- **Supplied passage**:
┏━━

Enhancements in alpha and beta diversity were both desirable and anticipated, as greater community richness is commonly linked with improved metabolic health. The individual genera that exhibited changes underwent further literature investigation to understand their metabolic characteristics and their association with improved or deteriorated metabolic control. Additionally, we examined whether these genera were linked to complications related to T2DM.

The patients enrolled in the study had T2DM and were being treated at our hospital and had their treatment intensified according to Brazilian Diabetes Guidelines (SBD/SBEM),8 adhering to a 12-month period of treatment. Drugs used per group are described in the online supplemental material (S8). Stool and laboratory samples were collected at three intervals: baseline, 6 months, and 12 months. Anthropometric evaluations in respect of body mass index (BMI), waist-to-height ratio (WHR), diabetes duration, use of medications, and HbA1c were recorded at each visit.

Supplemental material

All participants signed an informed consent form and had the opportunity to clarify any queries before signing. Recruitment was conducted at the Hospital do Servidor Público Estadual de São Paulo (HSPE) from 2016 to 2020.

Inclusion and exclusion criteria

The eligibility criteria were having T2DM, being aged between 18 and 65 years, being male or female, consenting to the study’s terms, and having a BMI higher than 26 kg/m2, to exclude potential cases of latent autoimmune diabetes in adults (LADA) and T1DM. Furthermore, candidates should have experienced less than a 5% weight loss in the past 3 months.

┗━━

- **Problems to solve**:
• A. Do these statements agree with the T2DM study passage? (i) Stool and laboratory samples were collected at baseline, 6 months, and 12 months. (ii) Recruitment took place from 2016 to 2018. (iii) Eligible participants needed a BMI higher than 30 kg/m2. Answer yes or no for each, quoting the words from the passage that decide it.
• B. Can you rewrite the part of the T2DM study passage starting with "Inclusion and exclusion" and going on through "the past 3 months.", swapping "candidates" for "applicants"?

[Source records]
┏━━

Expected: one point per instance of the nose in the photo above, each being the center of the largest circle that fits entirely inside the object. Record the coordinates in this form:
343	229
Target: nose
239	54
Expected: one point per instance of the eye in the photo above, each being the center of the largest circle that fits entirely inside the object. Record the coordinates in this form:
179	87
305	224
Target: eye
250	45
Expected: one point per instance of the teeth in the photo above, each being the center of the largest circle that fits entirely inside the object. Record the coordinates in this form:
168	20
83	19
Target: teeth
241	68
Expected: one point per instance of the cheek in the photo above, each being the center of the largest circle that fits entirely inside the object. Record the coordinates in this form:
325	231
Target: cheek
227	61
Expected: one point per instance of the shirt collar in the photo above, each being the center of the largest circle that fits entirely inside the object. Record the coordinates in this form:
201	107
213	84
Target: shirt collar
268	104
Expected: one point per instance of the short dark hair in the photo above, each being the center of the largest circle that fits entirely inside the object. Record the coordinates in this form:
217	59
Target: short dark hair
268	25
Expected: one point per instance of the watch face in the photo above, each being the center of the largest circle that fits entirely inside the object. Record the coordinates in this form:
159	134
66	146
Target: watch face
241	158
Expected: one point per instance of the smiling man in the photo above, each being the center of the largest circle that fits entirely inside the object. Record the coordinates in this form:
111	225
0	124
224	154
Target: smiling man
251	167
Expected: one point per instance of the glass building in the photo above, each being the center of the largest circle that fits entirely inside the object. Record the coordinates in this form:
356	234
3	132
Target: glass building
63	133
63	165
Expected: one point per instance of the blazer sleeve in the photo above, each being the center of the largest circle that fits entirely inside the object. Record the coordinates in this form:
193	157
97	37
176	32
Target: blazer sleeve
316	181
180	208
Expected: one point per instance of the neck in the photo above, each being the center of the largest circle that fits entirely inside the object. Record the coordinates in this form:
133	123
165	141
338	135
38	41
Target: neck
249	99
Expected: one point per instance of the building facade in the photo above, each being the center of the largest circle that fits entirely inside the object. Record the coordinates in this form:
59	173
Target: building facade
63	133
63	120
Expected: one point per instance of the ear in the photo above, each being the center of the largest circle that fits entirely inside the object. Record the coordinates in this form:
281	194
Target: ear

┗━━

- **Solutions**:
• A.
(i) Yes: "Stool and laboratory samples were collected at three intervals: baseline, 6 months, and 12 months."
(ii) No: "Recruitment was conducted at the Hospital do Servidor Público Estadual de São Paulo (HSPE) from 2016 to 2020."
(iii) No: "having a BMI higher than 26 kg/m2"

• B.
Inclusion and exclusion criteria

The eligibility criteria were having T2DM, being aged between 18 and 65 years, being male or female, consenting to the study’s terms, and having a BMI higher than 26 kg/m2, to exclude potential cases of latent autoimmune diabetes in adults (LADA) and T1DM. Furthermore, applicants should have experienced less than a 5% weight loss in the past 3 months.